_YOUR OBJECTIVE:_
Please restate each entry word for word.

_Stored records:_
== == ==

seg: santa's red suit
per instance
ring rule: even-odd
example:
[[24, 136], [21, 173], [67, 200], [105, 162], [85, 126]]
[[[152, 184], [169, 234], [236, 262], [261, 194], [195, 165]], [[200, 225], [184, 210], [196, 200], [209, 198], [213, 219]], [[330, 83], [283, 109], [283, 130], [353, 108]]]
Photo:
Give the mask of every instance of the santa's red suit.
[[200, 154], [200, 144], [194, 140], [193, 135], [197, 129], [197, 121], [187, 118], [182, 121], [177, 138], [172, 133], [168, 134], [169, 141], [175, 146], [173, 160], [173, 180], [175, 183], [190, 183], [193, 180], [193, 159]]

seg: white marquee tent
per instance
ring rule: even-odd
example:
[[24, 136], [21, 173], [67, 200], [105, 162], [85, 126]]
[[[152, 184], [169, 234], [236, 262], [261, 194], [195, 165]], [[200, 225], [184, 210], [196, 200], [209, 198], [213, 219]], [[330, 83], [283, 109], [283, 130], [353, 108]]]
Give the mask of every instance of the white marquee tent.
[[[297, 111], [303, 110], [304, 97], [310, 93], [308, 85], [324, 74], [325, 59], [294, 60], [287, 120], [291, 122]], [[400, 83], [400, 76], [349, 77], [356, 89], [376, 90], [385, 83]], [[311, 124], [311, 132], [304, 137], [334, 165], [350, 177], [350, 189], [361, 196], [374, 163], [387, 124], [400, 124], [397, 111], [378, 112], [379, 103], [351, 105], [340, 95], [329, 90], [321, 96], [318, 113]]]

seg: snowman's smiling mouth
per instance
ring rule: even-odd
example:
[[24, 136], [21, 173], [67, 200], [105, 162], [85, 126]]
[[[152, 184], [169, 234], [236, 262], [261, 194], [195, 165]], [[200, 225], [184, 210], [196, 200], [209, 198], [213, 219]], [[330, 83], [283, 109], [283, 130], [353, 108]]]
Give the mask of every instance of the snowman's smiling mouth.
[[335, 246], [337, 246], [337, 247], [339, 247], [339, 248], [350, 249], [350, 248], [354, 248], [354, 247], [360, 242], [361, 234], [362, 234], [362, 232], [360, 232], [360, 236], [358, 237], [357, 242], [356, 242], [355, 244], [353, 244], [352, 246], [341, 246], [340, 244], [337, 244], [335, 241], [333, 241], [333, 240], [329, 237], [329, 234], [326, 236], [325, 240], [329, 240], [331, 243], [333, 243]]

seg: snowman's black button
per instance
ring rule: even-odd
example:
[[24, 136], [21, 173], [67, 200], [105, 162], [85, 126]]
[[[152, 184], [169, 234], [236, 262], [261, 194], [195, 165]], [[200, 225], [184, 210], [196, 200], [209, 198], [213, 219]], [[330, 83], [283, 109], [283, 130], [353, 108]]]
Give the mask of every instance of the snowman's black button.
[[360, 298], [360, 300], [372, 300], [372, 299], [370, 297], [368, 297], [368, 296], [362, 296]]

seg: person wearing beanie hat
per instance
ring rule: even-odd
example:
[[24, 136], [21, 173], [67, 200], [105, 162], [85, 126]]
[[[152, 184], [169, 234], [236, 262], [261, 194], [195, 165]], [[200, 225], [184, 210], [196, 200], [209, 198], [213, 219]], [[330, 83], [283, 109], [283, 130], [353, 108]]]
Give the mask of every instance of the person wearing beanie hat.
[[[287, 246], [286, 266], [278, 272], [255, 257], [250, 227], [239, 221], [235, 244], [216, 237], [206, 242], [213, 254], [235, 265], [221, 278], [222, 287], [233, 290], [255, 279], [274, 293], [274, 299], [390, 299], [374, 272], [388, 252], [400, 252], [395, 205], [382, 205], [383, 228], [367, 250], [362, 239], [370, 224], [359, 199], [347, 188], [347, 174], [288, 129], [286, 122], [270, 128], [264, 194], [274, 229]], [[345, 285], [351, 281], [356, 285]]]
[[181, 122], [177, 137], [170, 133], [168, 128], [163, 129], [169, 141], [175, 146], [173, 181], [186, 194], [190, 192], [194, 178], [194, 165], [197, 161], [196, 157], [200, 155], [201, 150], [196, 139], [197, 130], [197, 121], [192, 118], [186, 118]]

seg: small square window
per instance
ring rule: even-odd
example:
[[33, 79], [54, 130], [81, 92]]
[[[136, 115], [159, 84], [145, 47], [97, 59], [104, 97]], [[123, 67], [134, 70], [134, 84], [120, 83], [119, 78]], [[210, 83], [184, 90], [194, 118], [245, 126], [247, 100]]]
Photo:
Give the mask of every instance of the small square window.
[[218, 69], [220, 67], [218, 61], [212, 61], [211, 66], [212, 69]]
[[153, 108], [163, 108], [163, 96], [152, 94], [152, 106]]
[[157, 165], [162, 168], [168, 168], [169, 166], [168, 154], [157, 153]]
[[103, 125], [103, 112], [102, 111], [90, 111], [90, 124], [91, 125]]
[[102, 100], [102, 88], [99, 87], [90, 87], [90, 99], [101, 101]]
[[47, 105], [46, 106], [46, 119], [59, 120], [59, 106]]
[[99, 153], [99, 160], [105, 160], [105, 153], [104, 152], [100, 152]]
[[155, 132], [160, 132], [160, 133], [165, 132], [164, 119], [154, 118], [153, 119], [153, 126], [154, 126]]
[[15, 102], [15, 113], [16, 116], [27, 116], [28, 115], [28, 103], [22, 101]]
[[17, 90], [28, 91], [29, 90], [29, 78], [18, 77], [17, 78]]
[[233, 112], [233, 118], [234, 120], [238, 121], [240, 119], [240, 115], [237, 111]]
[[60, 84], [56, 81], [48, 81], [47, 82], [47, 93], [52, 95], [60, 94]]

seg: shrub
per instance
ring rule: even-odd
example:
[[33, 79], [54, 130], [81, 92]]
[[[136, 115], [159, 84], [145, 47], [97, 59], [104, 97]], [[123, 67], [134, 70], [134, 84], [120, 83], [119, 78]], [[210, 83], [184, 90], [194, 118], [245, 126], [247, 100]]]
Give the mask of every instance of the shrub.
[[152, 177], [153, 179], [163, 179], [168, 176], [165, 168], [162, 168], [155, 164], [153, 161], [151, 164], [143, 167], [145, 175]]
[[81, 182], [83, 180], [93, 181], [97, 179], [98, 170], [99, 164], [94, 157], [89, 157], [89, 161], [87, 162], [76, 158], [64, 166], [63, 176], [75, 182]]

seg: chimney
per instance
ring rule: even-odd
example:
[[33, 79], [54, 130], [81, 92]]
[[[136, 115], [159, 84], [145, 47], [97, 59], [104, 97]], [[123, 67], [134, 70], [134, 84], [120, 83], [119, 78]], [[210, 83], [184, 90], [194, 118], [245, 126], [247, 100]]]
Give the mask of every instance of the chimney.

== == ==

_WRITTEN RESPONSE:_
seg: santa's red suit
per instance
ring rule: even-odd
example:
[[24, 136], [21, 173], [67, 200], [105, 162], [85, 126]]
[[[152, 184], [169, 234], [236, 262], [261, 194], [195, 165]], [[200, 225], [184, 210], [196, 200], [209, 198], [213, 219]], [[330, 83], [283, 109], [283, 130], [353, 108]]]
Photo:
Give the mask of every instance of the santa's red suit.
[[200, 154], [200, 144], [194, 140], [193, 135], [197, 129], [197, 121], [187, 118], [182, 121], [177, 138], [172, 133], [168, 134], [169, 141], [175, 146], [173, 160], [173, 180], [175, 183], [190, 183], [193, 180], [193, 159]]

seg: white marquee tent
per instance
ring rule: even-odd
example:
[[24, 136], [21, 173], [67, 200], [105, 162], [85, 126]]
[[[152, 184], [169, 234], [236, 262], [261, 194], [195, 165]], [[200, 225], [184, 210], [196, 200], [209, 198], [213, 219]], [[330, 83], [283, 109], [283, 130], [353, 108]]]
Give the mask of every instance of the white marquee tent.
[[[297, 111], [303, 110], [304, 97], [310, 93], [308, 85], [324, 74], [325, 59], [294, 60], [287, 120], [291, 122]], [[400, 83], [400, 76], [349, 77], [356, 89], [376, 90], [385, 83]], [[311, 124], [311, 132], [304, 137], [334, 165], [350, 177], [350, 189], [361, 196], [374, 163], [387, 124], [400, 124], [397, 111], [378, 112], [379, 103], [351, 105], [340, 95], [329, 90], [321, 96], [318, 113]]]

seg: snowman's smiling mouth
per instance
ring rule: even-odd
example:
[[24, 136], [21, 173], [67, 200], [105, 162], [85, 126]]
[[[152, 184], [169, 234], [236, 262], [261, 194], [195, 165]], [[200, 225], [184, 210], [196, 200], [209, 198], [213, 219]], [[330, 83], [283, 109], [283, 130], [353, 108]]]
Give the mask of every instance of the snowman's smiling mouth.
[[335, 246], [337, 246], [337, 247], [339, 247], [339, 248], [350, 249], [350, 248], [354, 248], [354, 247], [360, 242], [361, 234], [362, 234], [362, 232], [360, 232], [360, 236], [358, 237], [357, 242], [356, 242], [355, 244], [353, 244], [352, 246], [341, 246], [340, 244], [337, 244], [335, 241], [333, 241], [333, 240], [329, 237], [329, 234], [326, 236], [325, 240], [329, 240], [331, 243], [333, 243]]

seg: snowman's black button
per instance
ring rule: even-odd
example:
[[24, 136], [21, 173], [67, 200], [105, 162], [85, 126]]
[[[152, 184], [169, 234], [236, 262], [261, 194], [195, 165]], [[200, 225], [184, 210], [196, 200], [209, 198], [213, 219]], [[330, 83], [283, 109], [283, 130], [353, 108]]]
Give the mask of every instance of the snowman's black button.
[[360, 298], [360, 300], [372, 300], [372, 299], [370, 297], [368, 297], [368, 296], [362, 296]]

seg: person wearing beanie hat
per instance
ring rule: even-odd
example:
[[24, 136], [21, 173], [67, 200], [105, 162], [85, 126]]
[[[152, 184], [169, 234], [236, 262], [261, 194], [195, 165]], [[200, 225], [184, 210], [196, 200], [209, 198], [213, 219]], [[330, 83], [283, 109], [283, 130], [353, 108]]]
Give the mask of every instance of the person wearing beanie hat.
[[[287, 246], [286, 266], [278, 272], [255, 257], [250, 227], [239, 221], [235, 244], [216, 237], [206, 242], [213, 254], [235, 265], [221, 278], [222, 287], [233, 290], [255, 279], [274, 293], [274, 299], [390, 299], [374, 272], [388, 252], [400, 252], [395, 205], [382, 205], [383, 228], [367, 250], [362, 239], [370, 224], [359, 199], [347, 188], [347, 174], [288, 129], [286, 122], [270, 128], [264, 194], [274, 229]], [[345, 285], [351, 281], [356, 285]]]
[[181, 122], [177, 137], [170, 133], [168, 128], [163, 129], [169, 141], [175, 146], [173, 181], [186, 194], [190, 192], [194, 178], [194, 165], [197, 161], [196, 157], [200, 155], [201, 150], [196, 139], [197, 130], [197, 121], [192, 118], [186, 118]]

seg: small square window
per instance
ring rule: even-odd
example:
[[33, 79], [54, 130], [81, 92]]
[[[136, 115], [159, 84], [145, 47], [97, 59], [104, 97]], [[123, 67], [134, 70], [134, 84], [120, 83], [119, 78]], [[210, 83], [184, 90], [194, 118], [245, 126], [247, 100]]]
Photo:
Give the mask of every instance of the small square window.
[[218, 69], [220, 67], [218, 61], [212, 61], [211, 66], [212, 69]]
[[153, 108], [163, 108], [163, 96], [152, 94], [152, 106]]
[[157, 165], [162, 168], [168, 168], [169, 166], [168, 154], [157, 153]]
[[103, 125], [103, 112], [102, 111], [90, 111], [90, 124], [91, 125]]
[[102, 100], [102, 88], [99, 87], [90, 87], [90, 99], [101, 101]]
[[47, 105], [46, 106], [46, 119], [59, 120], [59, 106]]
[[99, 153], [99, 160], [105, 160], [105, 153], [104, 152], [100, 152]]
[[155, 132], [160, 132], [160, 133], [165, 132], [164, 119], [154, 118], [153, 119], [153, 126], [154, 126]]
[[15, 102], [15, 113], [16, 116], [27, 116], [28, 115], [28, 103], [22, 101]]
[[17, 90], [28, 91], [29, 90], [29, 78], [18, 77], [17, 78]]
[[233, 112], [233, 118], [234, 120], [238, 121], [240, 119], [240, 115], [237, 111]]
[[60, 84], [56, 81], [48, 81], [47, 82], [47, 93], [52, 95], [60, 94]]

seg: shrub
per instance
ring rule: even-odd
example:
[[33, 79], [54, 130], [81, 92]]
[[[136, 115], [159, 84], [145, 47], [97, 59], [104, 97]], [[123, 67], [134, 70], [134, 84], [120, 83], [119, 78]], [[210, 83], [184, 90], [194, 118], [245, 126], [247, 100]]]
Give the mask of every instance of the shrub.
[[152, 177], [153, 179], [163, 179], [168, 176], [165, 168], [162, 168], [155, 164], [153, 161], [151, 164], [143, 167], [145, 175]]
[[81, 182], [83, 180], [93, 181], [97, 179], [98, 170], [99, 164], [94, 157], [89, 157], [89, 161], [87, 162], [76, 158], [64, 166], [63, 176], [75, 182]]

seg: chimney
per instance
ring rule: even-odd
example:
[[33, 79], [54, 130], [81, 92]]
[[[136, 115], [159, 84], [145, 47], [97, 59], [104, 97]], [[123, 67], [134, 70], [134, 84], [120, 83], [119, 78]], [[210, 83], [184, 90], [194, 118], [245, 126], [247, 100]]]
Give the mask of every instance of the chimney.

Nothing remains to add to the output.